Exercise goal:
Copy out the lines of the listing below word for word, starting at the line that contains "Find every instance of the stall" and continuing through the final line of the listing.

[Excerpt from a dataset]
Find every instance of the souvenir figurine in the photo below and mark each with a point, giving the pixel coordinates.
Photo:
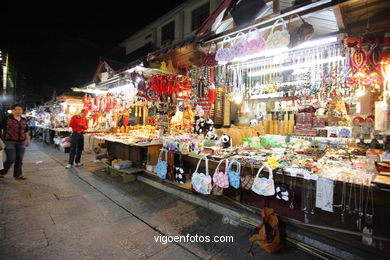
(199, 125)
(386, 143)
(209, 125)
(226, 141)
(253, 122)
(211, 136)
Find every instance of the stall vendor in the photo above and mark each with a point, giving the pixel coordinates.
(79, 124)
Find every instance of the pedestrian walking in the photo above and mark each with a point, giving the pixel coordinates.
(79, 124)
(14, 132)
(31, 126)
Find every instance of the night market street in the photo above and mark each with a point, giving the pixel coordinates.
(74, 214)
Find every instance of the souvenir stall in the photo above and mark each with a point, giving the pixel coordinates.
(134, 110)
(279, 118)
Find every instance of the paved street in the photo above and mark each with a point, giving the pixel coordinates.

Complete response:
Find every instance of the stall vendor in the photo above and mark each with a point, giving the pixel coordinates.
(79, 124)
Find every instance of the pedestrian walking in the photo above and mark each with a point, giving the pixel coordinates.
(79, 124)
(14, 132)
(31, 126)
Find every instance of the night market street in the photo above and mark each with a point, giving the pixel coordinates.
(74, 214)
Find every instance of the souvenir stall in the photo above and mark each with a point, giving the pixel coordinates.
(134, 110)
(279, 118)
Find every instance of the paved street in the photo above and mark each with a point, giving the pixel coordinates.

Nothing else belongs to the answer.